━━ SELECTED EXTRACT ━━
In the wake of this worst-case scenario, countless videos—most notably including Shane Dawson’s docuseries—have come out analyzing what went wrong and what Tana should do to make it right. Even as the incident begins to grow stale, I still find myself tumbling down the clickhole night after night as I stay up trying to adult coloring book my neuroses away. Because clearly, I am no winner, perhaps I am an enamored by the prospect of someone else sucking even more than me. Nevertheless, as I come up for air from all of the drama and rhetoric being thrown around, I feel the need to share some of my own insights. Since many of the talking heads weighing in on the incident are White Boys™ like PewDiePie and choice members of the H3 Podcast, I feel like I can be tough on her “bimbo-to-bimbo” without regressing into “this bitch looks like an old worn-out mom”-type attacks.

You’re welcome.

I am going to guess that you clicked on this article because you, too, are obsessed with this whole scandal. But, if not, I will try my best to explain and link as many relevant backstories as I can without turning this into a novel. Because really, the tale is a bit meandering, but the takeaway is pretty simple. When you consider the timeline of her career, the reasons why Tanacon failed and no remedies are being made are neither confusing nor shocking. There is no grand Rich Kids of Instagram Illuminati deal-making conspiracy that needs to be uncovered.

Let’s start at the beginning. While YouTube figure heads are dismissing Tana as a blonde bimbo and saying she was just trash who got lucky, there is another story to be told. Being that I’m on the older end of her target demographic, I feel like I can elaborate on why my cohort fell in love with her back in 2015/2016. Well, the idea of her anyway.

Tana was the anti-beauty guru. She was honest about the fact that she ate Taco Bell and had casual sex and possessed a makeup collection caked in broken powder. There was no implicit pro-ana food diaries or Disney white-washing of certain topics that define real-world young womanhood. Instead of infantilizing herself to appeal to younger women, she was unapologetically herself to anyone who would listen. Instead of sitting down and taking slut-shaming and belittlement from creepy dudes and bullshit authority figures, she owned her sexuality and crassness in a way that felt empowering not only to herself, but to the next generation of women. Together, these factors lessened the degree of self-hatred you’d feel after watching, say, perfect figures like Bethany Mota. Instead of vicariously trying to live through someone else’s life, you could spend 15 minutes or so actually feeling okay about being you. Her channel very much felt like a place salvation, particularly after coming home from a long and challenging days of repressing your true self. So, to answer any questions of those who just found Tana through her controversies, all of those qualities collectively formed her initial appeal.

Well, like all good things, they came to an end. Us viewers too quickly jumped to the conclusion that Tana deserved to be the voice of the—albeit cis, white—female underdog. While people like Amy Schumer try to fill this role but fail miserably due to insufferable un-relatability, Tana failed simply because she lacked true integrity and character. Ultimately, she took this newfound platform for all it was worth and then ran into the ground.
━━━
§ **TASK DIRECTIONS**
According to the essay about Tanacon, when did the writer's cohort fall in love with Tana? Rely only on the essay about Tanacon for this.
━━ GIVEN DATA ━━
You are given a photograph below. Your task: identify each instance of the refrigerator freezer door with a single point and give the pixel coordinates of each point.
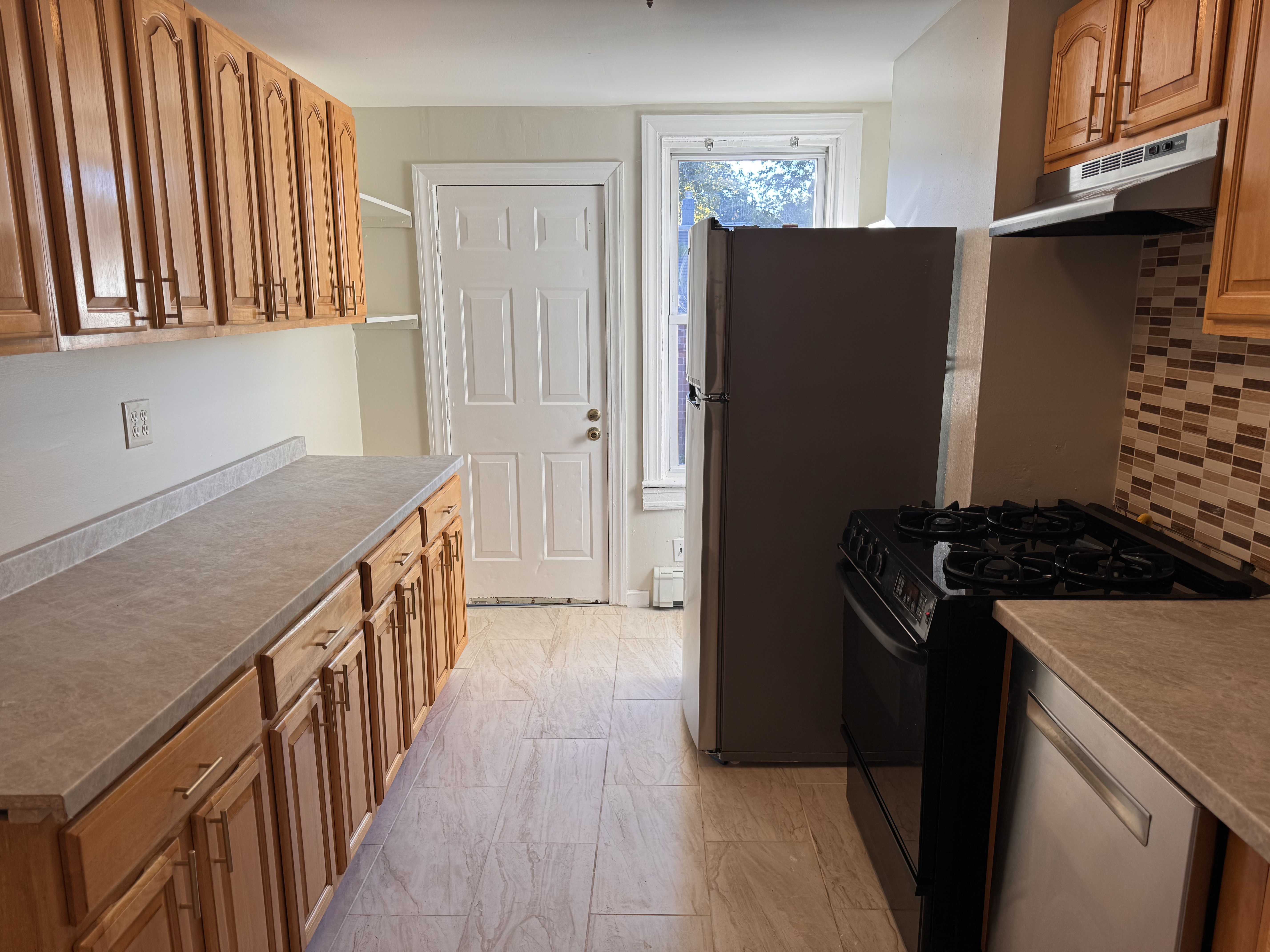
━━━
§ **RESPONSE**
Back in 2015/2016.